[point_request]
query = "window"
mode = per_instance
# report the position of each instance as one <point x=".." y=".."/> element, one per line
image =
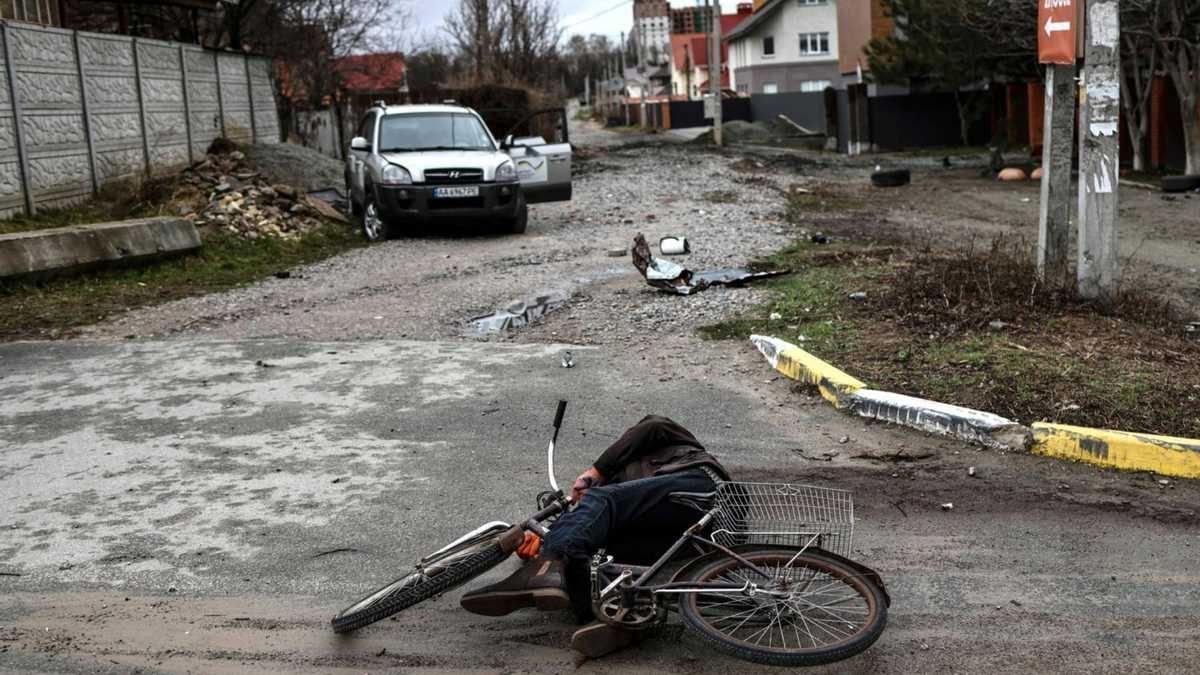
<point x="366" y="129"/>
<point x="814" y="43"/>
<point x="433" y="131"/>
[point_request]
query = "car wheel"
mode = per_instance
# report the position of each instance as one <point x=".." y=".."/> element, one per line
<point x="517" y="223"/>
<point x="373" y="227"/>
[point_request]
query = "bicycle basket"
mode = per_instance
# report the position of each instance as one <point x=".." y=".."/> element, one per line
<point x="781" y="513"/>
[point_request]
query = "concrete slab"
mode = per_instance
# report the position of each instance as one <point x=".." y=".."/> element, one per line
<point x="82" y="246"/>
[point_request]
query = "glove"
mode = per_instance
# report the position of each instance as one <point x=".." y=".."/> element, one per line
<point x="529" y="548"/>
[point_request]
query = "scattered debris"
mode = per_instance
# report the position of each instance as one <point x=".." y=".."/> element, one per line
<point x="675" y="245"/>
<point x="894" y="178"/>
<point x="519" y="314"/>
<point x="676" y="279"/>
<point x="243" y="202"/>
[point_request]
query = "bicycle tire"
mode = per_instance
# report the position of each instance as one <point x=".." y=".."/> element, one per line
<point x="415" y="587"/>
<point x="859" y="641"/>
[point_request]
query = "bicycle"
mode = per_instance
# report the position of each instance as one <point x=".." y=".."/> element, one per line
<point x="769" y="581"/>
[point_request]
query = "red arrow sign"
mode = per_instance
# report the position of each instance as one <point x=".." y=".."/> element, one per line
<point x="1056" y="37"/>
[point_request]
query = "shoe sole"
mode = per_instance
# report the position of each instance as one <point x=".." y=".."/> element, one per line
<point x="507" y="602"/>
<point x="595" y="641"/>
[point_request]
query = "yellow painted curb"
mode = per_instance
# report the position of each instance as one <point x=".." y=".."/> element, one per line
<point x="795" y="363"/>
<point x="1119" y="449"/>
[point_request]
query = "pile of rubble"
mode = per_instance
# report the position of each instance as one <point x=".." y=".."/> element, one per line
<point x="239" y="199"/>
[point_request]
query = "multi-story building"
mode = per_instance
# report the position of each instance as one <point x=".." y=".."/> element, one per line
<point x="804" y="45"/>
<point x="652" y="31"/>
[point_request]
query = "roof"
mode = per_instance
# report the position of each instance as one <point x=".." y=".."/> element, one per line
<point x="411" y="109"/>
<point x="755" y="19"/>
<point x="369" y="73"/>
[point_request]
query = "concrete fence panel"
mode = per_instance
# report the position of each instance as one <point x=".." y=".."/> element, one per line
<point x="804" y="108"/>
<point x="83" y="109"/>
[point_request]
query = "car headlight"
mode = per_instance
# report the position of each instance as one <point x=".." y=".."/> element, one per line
<point x="395" y="174"/>
<point x="505" y="173"/>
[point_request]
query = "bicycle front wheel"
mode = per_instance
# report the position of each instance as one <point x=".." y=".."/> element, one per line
<point x="421" y="585"/>
<point x="804" y="609"/>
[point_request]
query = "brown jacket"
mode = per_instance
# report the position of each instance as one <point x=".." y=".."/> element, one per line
<point x="653" y="447"/>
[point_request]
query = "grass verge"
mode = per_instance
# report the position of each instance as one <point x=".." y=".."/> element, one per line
<point x="972" y="327"/>
<point x="52" y="309"/>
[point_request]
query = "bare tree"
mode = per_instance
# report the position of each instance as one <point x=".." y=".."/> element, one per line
<point x="1177" y="35"/>
<point x="1139" y="66"/>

******

▶ [TO DO]:
Throughout the material above, find each line with "wheel" and return it.

▶ [EXERCISE RESULT]:
query = "car wheel"
query = "bicycle front wheel"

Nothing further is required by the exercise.